▶ **Requirement**: Your answer must be every line of the data below that holds the string "ladder", copied exactly.

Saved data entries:

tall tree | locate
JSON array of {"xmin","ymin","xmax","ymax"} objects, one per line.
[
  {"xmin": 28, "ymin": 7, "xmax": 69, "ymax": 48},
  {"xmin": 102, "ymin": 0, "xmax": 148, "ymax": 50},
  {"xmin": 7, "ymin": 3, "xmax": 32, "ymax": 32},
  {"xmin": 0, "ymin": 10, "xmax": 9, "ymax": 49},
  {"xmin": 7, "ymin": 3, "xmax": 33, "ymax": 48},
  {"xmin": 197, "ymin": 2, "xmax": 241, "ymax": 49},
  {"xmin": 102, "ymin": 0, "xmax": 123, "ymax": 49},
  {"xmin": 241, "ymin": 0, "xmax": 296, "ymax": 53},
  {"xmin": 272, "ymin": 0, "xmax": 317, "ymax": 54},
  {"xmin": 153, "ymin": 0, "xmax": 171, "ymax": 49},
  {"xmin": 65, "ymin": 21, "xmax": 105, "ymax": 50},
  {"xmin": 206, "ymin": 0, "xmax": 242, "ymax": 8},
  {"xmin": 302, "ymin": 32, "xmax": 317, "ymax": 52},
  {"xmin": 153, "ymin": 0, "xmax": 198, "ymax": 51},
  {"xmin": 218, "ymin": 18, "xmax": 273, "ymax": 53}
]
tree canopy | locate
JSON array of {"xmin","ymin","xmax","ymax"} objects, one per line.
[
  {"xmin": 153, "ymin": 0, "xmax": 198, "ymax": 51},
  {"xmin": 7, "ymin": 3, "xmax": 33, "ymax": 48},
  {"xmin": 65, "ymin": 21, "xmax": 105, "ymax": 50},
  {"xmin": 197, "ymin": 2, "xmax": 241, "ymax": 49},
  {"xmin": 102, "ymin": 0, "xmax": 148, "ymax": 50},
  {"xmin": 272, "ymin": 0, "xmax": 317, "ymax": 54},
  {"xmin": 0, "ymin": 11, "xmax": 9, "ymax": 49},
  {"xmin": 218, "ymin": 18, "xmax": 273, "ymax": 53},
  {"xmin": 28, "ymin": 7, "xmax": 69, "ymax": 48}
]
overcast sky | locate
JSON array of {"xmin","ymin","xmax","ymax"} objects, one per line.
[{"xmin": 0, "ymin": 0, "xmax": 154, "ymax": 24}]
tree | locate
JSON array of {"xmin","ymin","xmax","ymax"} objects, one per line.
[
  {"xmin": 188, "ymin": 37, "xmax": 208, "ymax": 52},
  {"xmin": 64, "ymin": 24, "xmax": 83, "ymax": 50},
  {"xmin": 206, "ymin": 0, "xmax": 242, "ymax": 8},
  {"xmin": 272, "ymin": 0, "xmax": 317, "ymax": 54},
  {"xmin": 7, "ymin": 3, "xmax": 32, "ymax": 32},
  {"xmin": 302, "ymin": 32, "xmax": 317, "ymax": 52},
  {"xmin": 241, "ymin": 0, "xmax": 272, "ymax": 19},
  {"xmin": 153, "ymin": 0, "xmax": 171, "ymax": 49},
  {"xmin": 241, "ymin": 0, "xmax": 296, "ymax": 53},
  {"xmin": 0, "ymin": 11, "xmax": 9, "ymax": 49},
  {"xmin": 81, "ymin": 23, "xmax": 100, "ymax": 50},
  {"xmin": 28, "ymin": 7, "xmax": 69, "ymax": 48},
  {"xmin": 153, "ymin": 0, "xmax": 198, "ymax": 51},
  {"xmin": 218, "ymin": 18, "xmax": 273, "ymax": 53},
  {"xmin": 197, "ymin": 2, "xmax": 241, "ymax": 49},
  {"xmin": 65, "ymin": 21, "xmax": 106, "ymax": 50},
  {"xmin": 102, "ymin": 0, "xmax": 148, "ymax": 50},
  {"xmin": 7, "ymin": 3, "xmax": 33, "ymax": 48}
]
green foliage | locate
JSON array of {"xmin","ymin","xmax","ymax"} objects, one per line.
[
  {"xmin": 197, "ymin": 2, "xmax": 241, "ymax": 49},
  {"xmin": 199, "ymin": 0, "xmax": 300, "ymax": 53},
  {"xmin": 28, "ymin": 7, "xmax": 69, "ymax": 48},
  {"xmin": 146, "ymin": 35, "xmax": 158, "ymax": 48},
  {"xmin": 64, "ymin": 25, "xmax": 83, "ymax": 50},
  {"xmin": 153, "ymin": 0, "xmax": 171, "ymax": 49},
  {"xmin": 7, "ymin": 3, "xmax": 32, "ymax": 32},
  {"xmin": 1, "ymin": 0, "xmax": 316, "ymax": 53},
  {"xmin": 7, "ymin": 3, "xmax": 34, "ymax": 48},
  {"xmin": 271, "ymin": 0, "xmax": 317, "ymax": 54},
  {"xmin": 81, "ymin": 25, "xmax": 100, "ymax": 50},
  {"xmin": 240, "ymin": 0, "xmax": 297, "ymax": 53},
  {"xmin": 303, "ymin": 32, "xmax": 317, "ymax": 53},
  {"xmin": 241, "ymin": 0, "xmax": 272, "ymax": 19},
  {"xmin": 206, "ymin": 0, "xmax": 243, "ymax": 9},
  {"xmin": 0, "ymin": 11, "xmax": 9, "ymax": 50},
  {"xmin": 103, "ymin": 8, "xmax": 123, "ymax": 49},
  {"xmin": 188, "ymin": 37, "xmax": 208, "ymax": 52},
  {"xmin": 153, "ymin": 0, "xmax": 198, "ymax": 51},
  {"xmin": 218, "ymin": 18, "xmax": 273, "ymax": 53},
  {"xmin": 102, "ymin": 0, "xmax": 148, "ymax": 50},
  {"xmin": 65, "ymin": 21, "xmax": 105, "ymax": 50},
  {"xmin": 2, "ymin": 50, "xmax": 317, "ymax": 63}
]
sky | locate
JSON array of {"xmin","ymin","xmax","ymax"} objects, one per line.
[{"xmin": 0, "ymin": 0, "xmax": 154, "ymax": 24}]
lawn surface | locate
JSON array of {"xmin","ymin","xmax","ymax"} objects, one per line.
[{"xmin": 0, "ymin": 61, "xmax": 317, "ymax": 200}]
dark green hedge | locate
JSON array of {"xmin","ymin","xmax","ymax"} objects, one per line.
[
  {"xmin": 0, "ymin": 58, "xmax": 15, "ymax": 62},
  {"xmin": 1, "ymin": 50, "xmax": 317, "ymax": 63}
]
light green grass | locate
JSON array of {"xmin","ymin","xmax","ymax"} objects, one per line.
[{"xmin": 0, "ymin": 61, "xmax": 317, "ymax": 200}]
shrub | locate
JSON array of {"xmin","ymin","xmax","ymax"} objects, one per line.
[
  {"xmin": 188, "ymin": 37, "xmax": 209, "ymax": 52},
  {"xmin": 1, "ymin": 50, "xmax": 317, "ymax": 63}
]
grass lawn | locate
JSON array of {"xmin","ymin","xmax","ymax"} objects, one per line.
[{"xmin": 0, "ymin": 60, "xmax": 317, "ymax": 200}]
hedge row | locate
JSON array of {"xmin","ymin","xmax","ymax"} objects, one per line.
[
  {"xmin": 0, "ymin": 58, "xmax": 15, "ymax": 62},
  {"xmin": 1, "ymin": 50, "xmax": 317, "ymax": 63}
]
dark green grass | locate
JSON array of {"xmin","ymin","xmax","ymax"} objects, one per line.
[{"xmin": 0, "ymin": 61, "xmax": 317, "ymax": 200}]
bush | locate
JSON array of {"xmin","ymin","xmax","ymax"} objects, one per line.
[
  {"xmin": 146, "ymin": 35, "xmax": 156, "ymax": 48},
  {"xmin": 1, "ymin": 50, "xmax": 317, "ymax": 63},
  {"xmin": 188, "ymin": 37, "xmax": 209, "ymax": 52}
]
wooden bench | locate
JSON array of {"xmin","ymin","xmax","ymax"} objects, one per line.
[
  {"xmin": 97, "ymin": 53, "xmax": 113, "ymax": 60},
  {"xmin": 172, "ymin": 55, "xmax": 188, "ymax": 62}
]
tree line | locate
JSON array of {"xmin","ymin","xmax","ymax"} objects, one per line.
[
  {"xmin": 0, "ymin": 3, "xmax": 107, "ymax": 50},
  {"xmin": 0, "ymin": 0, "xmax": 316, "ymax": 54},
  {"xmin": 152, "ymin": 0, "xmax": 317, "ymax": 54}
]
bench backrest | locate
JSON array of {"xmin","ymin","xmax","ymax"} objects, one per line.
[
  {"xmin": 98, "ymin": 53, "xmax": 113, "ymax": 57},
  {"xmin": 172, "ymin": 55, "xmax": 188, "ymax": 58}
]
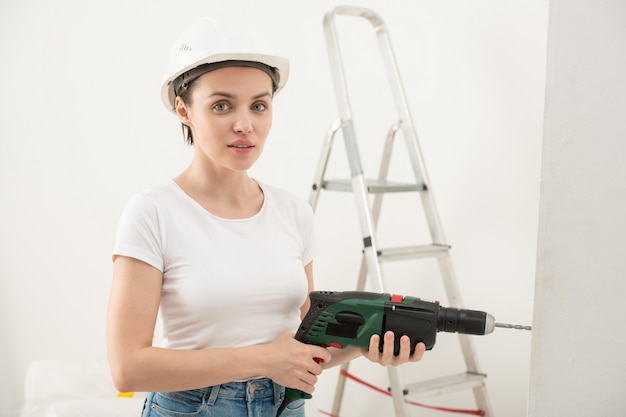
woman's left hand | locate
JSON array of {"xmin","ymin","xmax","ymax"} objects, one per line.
[{"xmin": 362, "ymin": 331, "xmax": 426, "ymax": 367}]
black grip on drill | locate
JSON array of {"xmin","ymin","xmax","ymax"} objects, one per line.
[{"xmin": 383, "ymin": 300, "xmax": 439, "ymax": 352}]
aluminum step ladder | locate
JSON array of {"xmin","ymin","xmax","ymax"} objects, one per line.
[{"xmin": 308, "ymin": 6, "xmax": 494, "ymax": 417}]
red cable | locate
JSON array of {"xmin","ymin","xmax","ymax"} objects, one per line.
[{"xmin": 316, "ymin": 370, "xmax": 485, "ymax": 416}]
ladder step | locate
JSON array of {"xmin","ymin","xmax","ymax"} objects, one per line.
[
  {"xmin": 402, "ymin": 373, "xmax": 487, "ymax": 400},
  {"xmin": 322, "ymin": 179, "xmax": 426, "ymax": 193},
  {"xmin": 377, "ymin": 244, "xmax": 450, "ymax": 262}
]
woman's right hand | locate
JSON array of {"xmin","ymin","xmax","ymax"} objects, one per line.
[{"xmin": 263, "ymin": 332, "xmax": 331, "ymax": 394}]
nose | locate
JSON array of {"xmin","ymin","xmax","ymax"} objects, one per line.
[{"xmin": 233, "ymin": 110, "xmax": 253, "ymax": 134}]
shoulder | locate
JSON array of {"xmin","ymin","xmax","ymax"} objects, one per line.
[
  {"xmin": 259, "ymin": 181, "xmax": 312, "ymax": 214},
  {"xmin": 125, "ymin": 181, "xmax": 179, "ymax": 206},
  {"xmin": 120, "ymin": 181, "xmax": 183, "ymax": 219}
]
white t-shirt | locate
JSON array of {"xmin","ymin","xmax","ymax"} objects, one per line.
[{"xmin": 113, "ymin": 180, "xmax": 317, "ymax": 350}]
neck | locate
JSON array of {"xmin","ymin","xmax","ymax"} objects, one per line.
[{"xmin": 174, "ymin": 162, "xmax": 263, "ymax": 219}]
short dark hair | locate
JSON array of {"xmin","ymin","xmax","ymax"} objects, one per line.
[{"xmin": 176, "ymin": 83, "xmax": 196, "ymax": 146}]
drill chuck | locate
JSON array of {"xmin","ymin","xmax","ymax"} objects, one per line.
[{"xmin": 438, "ymin": 307, "xmax": 496, "ymax": 335}]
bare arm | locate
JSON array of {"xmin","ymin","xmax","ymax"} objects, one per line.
[{"xmin": 106, "ymin": 256, "xmax": 330, "ymax": 393}]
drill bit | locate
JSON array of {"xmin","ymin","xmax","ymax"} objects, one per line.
[{"xmin": 495, "ymin": 322, "xmax": 532, "ymax": 331}]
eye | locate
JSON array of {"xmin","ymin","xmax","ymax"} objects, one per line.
[
  {"xmin": 252, "ymin": 102, "xmax": 267, "ymax": 112},
  {"xmin": 213, "ymin": 102, "xmax": 231, "ymax": 112}
]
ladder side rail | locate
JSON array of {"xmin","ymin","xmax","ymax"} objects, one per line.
[
  {"xmin": 331, "ymin": 124, "xmax": 400, "ymax": 417},
  {"xmin": 322, "ymin": 9, "xmax": 356, "ymax": 125},
  {"xmin": 387, "ymin": 367, "xmax": 409, "ymax": 417},
  {"xmin": 348, "ymin": 141, "xmax": 386, "ymax": 291},
  {"xmin": 309, "ymin": 119, "xmax": 343, "ymax": 210},
  {"xmin": 437, "ymin": 255, "xmax": 481, "ymax": 374},
  {"xmin": 329, "ymin": 5, "xmax": 386, "ymax": 27},
  {"xmin": 373, "ymin": 19, "xmax": 450, "ymax": 246},
  {"xmin": 437, "ymin": 254, "xmax": 494, "ymax": 415},
  {"xmin": 372, "ymin": 122, "xmax": 401, "ymax": 218},
  {"xmin": 324, "ymin": 8, "xmax": 386, "ymax": 292}
]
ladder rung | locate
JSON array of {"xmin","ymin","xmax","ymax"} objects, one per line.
[
  {"xmin": 402, "ymin": 373, "xmax": 487, "ymax": 400},
  {"xmin": 377, "ymin": 244, "xmax": 450, "ymax": 262},
  {"xmin": 322, "ymin": 179, "xmax": 426, "ymax": 193}
]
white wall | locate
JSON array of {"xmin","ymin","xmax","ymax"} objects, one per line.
[
  {"xmin": 0, "ymin": 1, "xmax": 546, "ymax": 416},
  {"xmin": 529, "ymin": 0, "xmax": 626, "ymax": 415}
]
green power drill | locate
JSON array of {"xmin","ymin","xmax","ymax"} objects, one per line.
[{"xmin": 276, "ymin": 290, "xmax": 530, "ymax": 416}]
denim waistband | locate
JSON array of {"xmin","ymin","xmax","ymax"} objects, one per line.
[
  {"xmin": 184, "ymin": 378, "xmax": 284, "ymax": 405},
  {"xmin": 143, "ymin": 379, "xmax": 305, "ymax": 417}
]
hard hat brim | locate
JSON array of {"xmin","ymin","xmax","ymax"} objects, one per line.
[{"xmin": 160, "ymin": 52, "xmax": 290, "ymax": 114}]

▶ **Written solution**:
aluminum step ladder | locate
ladder step | locate
ladder side rail | locate
ladder rung | locate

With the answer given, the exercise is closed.